>> START RECORDED DATA

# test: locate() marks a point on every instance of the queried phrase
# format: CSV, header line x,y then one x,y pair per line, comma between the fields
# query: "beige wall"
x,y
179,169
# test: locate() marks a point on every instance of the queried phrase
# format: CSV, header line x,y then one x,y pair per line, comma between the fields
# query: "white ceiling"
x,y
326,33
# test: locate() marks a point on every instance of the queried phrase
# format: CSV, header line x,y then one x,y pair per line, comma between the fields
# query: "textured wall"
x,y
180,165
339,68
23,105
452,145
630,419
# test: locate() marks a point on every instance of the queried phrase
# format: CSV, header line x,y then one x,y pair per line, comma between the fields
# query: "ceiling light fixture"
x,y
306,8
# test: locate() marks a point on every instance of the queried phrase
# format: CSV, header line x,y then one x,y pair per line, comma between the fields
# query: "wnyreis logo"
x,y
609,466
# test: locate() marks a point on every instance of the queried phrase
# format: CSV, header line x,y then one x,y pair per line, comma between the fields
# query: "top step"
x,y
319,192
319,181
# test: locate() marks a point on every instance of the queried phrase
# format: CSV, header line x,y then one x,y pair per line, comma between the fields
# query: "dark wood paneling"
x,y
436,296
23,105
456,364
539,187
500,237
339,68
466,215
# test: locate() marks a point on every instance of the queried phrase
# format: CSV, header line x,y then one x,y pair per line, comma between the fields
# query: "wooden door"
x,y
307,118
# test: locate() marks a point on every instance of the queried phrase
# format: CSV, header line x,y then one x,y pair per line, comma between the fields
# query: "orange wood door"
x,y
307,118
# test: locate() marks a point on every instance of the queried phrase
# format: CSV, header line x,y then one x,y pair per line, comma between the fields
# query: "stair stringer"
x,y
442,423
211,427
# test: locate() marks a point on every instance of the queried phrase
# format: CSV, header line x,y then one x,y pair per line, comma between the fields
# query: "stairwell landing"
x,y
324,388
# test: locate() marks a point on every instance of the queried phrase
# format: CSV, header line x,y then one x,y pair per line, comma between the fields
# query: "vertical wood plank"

>> END RECORDED DATA

◆ **WRITTEN REQUEST**
Find each line above that includes the word "wall" and copy those lines out in full.

◆ **RESULT**
# query: "beige wall"
# query: "textured wall"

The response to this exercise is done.